QUOTED PASSAGE
>>>>>

Regulations on Investment for Innovative Startup SMEs from September 15, 2025

On July 21, 2025, the Government issued Decree No. 210/2025/ND-CP amending and supplementing a number of articles the Government’s Decree No. 38/2018/ND-CP dated March 11, 2018, prescribing in detail investment in innovative startup small- and medium-sized enterprises (SMEs). This Decree takes effect on September 15, 2025.

This Decree adjusts regulations related to investment for innovative startup SMEs, including regulations on startup investment funds, investment instruments, and procedures related to the establishment, management, and dissolution of funds.

- New investment instruments

The Decree provides additional regulations on new investment instruments such as convertible investment instruments and share purchase rights. Convertible investment instruments allow conversion into shares or capital contributions under predetermined conditions. Share purchase rights allow the investment fund to purchase new shares under predetermined conditions.

- Innovative startup investment fund

The innovative startup investment fund does not have legal status and consists of 2 to 30 contributing investors. The fund is not allowed to contribute capital to other investment funds.

<<<<<

WORK TO COMPLETE
Answer these questions using the summary of the startup investment decree.
(a) On what date does Decree No. 210/2025/ND-CP take effect?
(b) What do share purchase rights allow the investment fund to do?
(c) How many contributing investors can an innovative startup investment fund have?
The listing after this summary isn't needed.

SUPPLIED RECORDS
>>>>>

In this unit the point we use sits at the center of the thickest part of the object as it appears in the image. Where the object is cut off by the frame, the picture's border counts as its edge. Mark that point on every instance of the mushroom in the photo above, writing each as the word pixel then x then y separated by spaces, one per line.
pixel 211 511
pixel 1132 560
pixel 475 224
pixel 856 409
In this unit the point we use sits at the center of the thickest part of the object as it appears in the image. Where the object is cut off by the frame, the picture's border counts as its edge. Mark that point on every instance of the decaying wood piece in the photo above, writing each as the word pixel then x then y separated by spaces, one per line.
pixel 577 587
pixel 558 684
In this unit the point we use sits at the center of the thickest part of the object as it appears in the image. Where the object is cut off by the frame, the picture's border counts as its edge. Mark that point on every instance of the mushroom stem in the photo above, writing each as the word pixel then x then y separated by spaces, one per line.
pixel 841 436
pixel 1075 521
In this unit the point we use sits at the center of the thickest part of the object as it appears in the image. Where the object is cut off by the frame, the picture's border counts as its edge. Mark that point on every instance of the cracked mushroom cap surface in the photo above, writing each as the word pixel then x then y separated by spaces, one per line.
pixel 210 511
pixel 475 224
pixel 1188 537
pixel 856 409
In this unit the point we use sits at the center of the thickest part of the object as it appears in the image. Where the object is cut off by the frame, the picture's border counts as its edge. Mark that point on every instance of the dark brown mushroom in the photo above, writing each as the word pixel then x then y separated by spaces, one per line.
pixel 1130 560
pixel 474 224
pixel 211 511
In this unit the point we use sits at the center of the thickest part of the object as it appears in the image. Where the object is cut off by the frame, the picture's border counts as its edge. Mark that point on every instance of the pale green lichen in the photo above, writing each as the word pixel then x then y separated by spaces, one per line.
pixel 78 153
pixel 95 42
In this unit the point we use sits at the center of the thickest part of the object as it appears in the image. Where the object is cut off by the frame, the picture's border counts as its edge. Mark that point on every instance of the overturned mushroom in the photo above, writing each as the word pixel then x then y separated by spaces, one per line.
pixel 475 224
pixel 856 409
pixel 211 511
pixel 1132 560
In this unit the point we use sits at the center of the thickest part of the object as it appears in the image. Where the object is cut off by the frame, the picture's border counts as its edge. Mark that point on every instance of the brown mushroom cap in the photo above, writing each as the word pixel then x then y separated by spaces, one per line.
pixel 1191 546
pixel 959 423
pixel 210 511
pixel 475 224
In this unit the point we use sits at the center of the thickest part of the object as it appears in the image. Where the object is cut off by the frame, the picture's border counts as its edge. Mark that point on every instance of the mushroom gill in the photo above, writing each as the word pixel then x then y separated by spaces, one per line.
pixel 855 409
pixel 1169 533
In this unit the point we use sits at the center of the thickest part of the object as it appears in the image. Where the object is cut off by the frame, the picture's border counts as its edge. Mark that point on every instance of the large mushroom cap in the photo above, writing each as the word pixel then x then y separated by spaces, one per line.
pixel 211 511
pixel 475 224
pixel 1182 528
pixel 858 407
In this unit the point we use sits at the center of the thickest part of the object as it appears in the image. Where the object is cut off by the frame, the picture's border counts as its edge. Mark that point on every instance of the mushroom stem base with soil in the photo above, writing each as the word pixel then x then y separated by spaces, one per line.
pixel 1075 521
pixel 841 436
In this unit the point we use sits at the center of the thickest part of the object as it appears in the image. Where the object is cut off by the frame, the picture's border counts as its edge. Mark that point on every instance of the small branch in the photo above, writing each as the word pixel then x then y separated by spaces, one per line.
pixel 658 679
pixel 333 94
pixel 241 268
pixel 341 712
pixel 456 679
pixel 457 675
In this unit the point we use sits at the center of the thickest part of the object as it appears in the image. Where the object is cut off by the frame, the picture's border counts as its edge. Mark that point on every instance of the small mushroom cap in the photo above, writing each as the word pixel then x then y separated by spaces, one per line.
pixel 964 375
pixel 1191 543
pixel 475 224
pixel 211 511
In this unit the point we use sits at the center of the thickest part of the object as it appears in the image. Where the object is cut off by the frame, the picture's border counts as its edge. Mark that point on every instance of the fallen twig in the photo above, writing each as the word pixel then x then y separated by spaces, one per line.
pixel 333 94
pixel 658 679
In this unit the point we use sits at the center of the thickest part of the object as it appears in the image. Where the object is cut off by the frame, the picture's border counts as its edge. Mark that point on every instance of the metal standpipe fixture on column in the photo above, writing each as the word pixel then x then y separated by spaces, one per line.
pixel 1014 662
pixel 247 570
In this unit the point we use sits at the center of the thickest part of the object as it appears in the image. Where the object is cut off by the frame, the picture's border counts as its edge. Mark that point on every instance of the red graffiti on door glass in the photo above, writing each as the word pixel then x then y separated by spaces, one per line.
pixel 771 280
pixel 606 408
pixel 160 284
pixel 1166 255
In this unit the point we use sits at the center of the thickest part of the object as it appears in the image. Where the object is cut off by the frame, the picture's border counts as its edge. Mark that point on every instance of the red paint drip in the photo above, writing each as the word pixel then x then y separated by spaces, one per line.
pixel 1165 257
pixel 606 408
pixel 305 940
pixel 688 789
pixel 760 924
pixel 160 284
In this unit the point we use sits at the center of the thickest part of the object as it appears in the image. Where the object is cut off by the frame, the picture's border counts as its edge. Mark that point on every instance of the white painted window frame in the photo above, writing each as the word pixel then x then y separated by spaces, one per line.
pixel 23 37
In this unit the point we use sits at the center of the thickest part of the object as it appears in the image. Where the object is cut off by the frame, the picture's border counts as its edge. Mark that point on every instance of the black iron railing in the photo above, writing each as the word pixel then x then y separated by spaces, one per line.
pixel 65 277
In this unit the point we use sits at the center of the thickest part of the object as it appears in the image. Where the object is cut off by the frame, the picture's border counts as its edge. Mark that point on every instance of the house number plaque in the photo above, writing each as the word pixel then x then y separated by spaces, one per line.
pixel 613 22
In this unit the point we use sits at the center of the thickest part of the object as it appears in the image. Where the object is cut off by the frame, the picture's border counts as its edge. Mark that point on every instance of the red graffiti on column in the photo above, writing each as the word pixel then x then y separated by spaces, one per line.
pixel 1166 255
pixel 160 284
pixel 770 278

<<<<<

FINAL RESULT
(a) September 15, 2025.
(b) They allow the fund to purchase new shares under predetermined conditions.
(c) From 2 to 30.